En este desplazamiento constante, sin embargo, el centro está fijo. En escena, un hombre adulto y un hombre adulto en potencia. Uno ejerce violencia sobre el otro, el otro se alimenta de la hostilidad y de la distancia. Pero, aun así, componen una especie de espejo. ¿Cómo sería esta violencia? No es algo definido, tan solo la atmósfera del golpe, la atmósfera que construyen las palabras, la tensión del rechazo que la palabra puede engendrar: «el domingo padre prende fuego a un maricón». Uno de los versos más crudos del libro delata también uno de los puntos de conflicto que conlleva la relación especular entre dos hombres y la jerarquía que supone la masculinidad de cada uno (puestas en duda y sometidas de distintas formas, pero también puestas a prueba). 

El conflicto de género es continuamente visitado e interrogado, siendo convertido por Becerra en un articulador de la relación padre-hijo. Esta se revela, por ejemplo, en la metáfora del instrumento musical que delata la falta de inteligencia emocional del primero: 

 

me preguntas por un sonido que no logras reproducir

un bemol que habita entre dos teclas de las que sí dispones

empeñado en encontrar la frecuencia exacta me preguntas

si acaso al superponer esos dos tonos

si al tocarlos al mismo tiempo sonaría el que estás buscando

pero como cuerpos no oímos nuestra sordera.

 

Así, las limitaciones del padre y su falta de autoconciencia son exploradas sobre todo en su capacidad afectiva. Los afectos son la línea que conforma la silueta del expersonaje secundario: su falta de conexión con otros «a la espera de amigos / que no siempre conoce / y que podrán venir o no», o al confirmar por sí mismo su inteligencia a través de la visión ajena: «no importa el mensaje si hablan como él (...) /rituales de validación en la garganta». 

Al otro lado del espejo, la dureza pesa sobre el hijo como un rito de paso: «con amor de hombre / padre enseña a su hijo a ser derecho / la fortaleza de una tabla de madera». Estas nociones rígidas de la educación en la masculinidad son una parte fundamental de la distancia que separa a padre e hijo, sobre todo si consideramos que hijo, el hablante, demuestra cierta resistencia a esas mismas lecciones. Por ejemplo, en el mismo poema, la imagen de la mesa rígida es travestida para proponer una pequeña subversión: «nuestra mesa que viste de falda / también es recta y me encantaba / curvarme bajo ella». Acá sucede algo interesante: la visión del género se hace oblicua y la rigidez travestida, una suerte de artefacto simbólico que representa la mesa, toma el rol protector ante los ojos del niño (o, si quisiéramos, el rol del cobijo, lo que la inclina hacia una noción tradicional de lo que entendemos por femenino).

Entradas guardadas
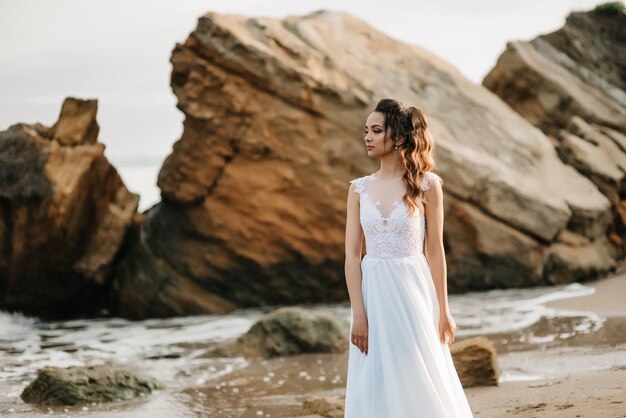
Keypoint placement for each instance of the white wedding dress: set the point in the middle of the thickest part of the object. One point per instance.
(407, 372)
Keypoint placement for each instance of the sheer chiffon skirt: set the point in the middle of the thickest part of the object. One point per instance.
(407, 372)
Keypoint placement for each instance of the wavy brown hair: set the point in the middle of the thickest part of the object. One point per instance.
(409, 129)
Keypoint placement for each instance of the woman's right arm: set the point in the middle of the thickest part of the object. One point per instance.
(354, 242)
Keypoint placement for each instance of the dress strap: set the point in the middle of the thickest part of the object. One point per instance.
(428, 179)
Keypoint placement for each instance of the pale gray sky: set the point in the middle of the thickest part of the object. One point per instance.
(118, 51)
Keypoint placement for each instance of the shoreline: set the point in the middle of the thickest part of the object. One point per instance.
(577, 394)
(607, 300)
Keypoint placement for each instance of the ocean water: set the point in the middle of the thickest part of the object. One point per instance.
(532, 341)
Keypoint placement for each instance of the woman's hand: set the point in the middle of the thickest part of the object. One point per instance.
(359, 331)
(447, 327)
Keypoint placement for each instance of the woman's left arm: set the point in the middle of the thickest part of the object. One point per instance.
(433, 247)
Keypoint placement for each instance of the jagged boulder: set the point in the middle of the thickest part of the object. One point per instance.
(64, 214)
(476, 362)
(288, 331)
(254, 191)
(570, 83)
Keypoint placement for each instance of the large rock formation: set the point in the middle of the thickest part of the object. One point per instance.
(64, 213)
(572, 85)
(254, 192)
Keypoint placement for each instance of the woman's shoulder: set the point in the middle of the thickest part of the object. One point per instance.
(359, 184)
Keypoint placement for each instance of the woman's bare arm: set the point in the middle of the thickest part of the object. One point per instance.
(433, 247)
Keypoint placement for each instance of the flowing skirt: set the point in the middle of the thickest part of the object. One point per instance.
(408, 372)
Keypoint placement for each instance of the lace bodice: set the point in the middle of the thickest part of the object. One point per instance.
(389, 230)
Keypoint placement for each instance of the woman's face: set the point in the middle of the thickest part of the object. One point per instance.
(375, 135)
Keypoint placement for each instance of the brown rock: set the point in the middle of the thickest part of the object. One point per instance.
(570, 83)
(476, 362)
(64, 214)
(289, 331)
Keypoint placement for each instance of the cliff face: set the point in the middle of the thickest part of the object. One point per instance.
(64, 213)
(572, 85)
(254, 192)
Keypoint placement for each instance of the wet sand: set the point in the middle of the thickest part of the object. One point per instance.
(278, 387)
(596, 394)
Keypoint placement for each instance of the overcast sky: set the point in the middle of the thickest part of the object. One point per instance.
(118, 52)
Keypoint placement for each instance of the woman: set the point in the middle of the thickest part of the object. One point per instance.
(400, 364)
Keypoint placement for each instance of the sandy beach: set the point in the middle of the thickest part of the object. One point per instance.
(598, 394)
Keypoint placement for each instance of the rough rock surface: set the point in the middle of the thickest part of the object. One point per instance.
(288, 331)
(64, 212)
(476, 362)
(571, 84)
(85, 384)
(254, 192)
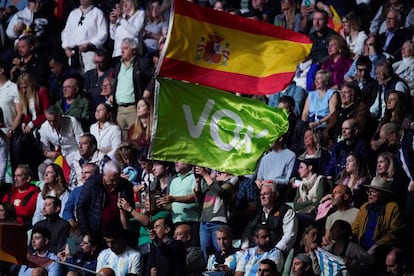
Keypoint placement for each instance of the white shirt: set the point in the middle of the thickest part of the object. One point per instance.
(126, 28)
(8, 99)
(108, 138)
(67, 136)
(129, 261)
(92, 29)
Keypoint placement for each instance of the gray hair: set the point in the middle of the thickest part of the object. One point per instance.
(133, 43)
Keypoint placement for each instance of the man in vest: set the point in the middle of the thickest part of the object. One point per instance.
(277, 216)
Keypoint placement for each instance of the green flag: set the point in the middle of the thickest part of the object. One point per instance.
(212, 128)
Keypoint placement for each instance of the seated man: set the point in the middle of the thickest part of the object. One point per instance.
(194, 257)
(74, 104)
(119, 256)
(58, 227)
(267, 268)
(58, 135)
(40, 241)
(88, 153)
(70, 210)
(23, 195)
(377, 231)
(302, 265)
(276, 166)
(342, 201)
(226, 259)
(277, 216)
(167, 255)
(249, 263)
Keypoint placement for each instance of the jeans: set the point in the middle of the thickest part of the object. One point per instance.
(208, 237)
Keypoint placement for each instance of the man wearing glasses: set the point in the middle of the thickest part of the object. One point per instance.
(86, 30)
(378, 222)
(277, 216)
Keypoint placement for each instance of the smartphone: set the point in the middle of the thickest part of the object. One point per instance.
(196, 175)
(71, 244)
(297, 183)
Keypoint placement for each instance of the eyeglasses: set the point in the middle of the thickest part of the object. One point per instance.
(80, 23)
(68, 86)
(391, 19)
(375, 192)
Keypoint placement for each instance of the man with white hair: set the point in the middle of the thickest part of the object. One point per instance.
(132, 75)
(86, 30)
(98, 206)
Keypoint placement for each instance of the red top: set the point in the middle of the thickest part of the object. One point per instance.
(25, 207)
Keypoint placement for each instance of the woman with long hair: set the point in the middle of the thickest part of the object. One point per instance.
(34, 99)
(355, 176)
(106, 132)
(390, 169)
(339, 60)
(140, 132)
(352, 34)
(54, 185)
(311, 189)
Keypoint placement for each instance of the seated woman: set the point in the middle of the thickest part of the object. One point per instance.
(390, 169)
(152, 213)
(106, 132)
(349, 107)
(355, 176)
(311, 189)
(7, 213)
(405, 67)
(140, 132)
(357, 260)
(352, 34)
(85, 257)
(54, 185)
(34, 100)
(397, 109)
(339, 60)
(320, 105)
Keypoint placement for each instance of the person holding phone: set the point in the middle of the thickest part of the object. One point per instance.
(98, 205)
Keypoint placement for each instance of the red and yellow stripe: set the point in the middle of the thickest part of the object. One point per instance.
(262, 58)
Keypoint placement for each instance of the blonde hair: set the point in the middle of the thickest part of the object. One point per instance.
(138, 130)
(32, 91)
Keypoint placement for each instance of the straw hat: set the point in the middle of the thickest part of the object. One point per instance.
(381, 184)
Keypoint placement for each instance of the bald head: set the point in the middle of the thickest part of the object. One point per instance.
(396, 262)
(106, 271)
(182, 233)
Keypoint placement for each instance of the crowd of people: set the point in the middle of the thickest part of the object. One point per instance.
(76, 83)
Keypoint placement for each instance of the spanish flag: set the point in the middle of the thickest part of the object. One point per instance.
(229, 52)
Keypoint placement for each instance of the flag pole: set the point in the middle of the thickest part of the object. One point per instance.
(76, 266)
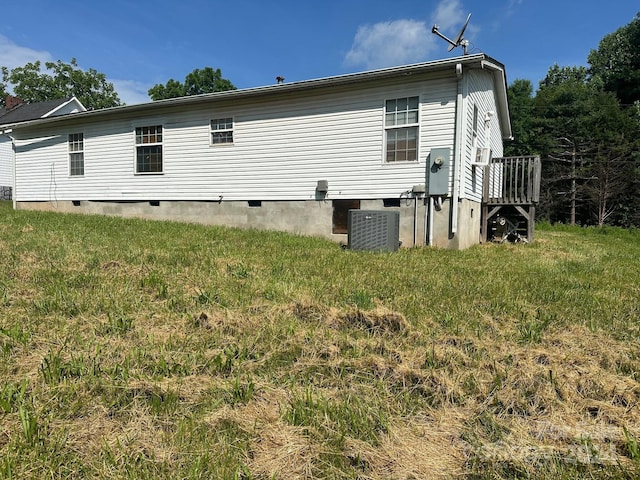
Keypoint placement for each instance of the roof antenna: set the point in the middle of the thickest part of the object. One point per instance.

Lista de tareas –
1/ Responde según el texto de origen:
(a) ¿Qué metáfora revela la falta de inteligencia emocional del padre?
(b) ¿En qué se exploran sobre todo las limitaciones del padre y su falta de autoconciencia?
(c) En el verso sobre lo que el padre enseña a su hijo, ¿a qué se compara la fortaleza?
2/ Copia del texto de origen el fragmento que va de «un bemol que» a «oímos nuestra sordera.».

Resultados del ejercicio –
1/
(a) La metáfora del instrumento musical.
(b) En su capacidad afectiva.
(c) A la de una tabla de madera.

2/
un bemol que habita entre dos teclas de las que sí dispones

empeñado en encontrar la frecuencia exacta me preguntas

si acaso al superponer esos dos tonos

si al tocarlos al mismo tiempo sonaría el que estás buscando

pero como cuerpos no oímos nuestra sordera.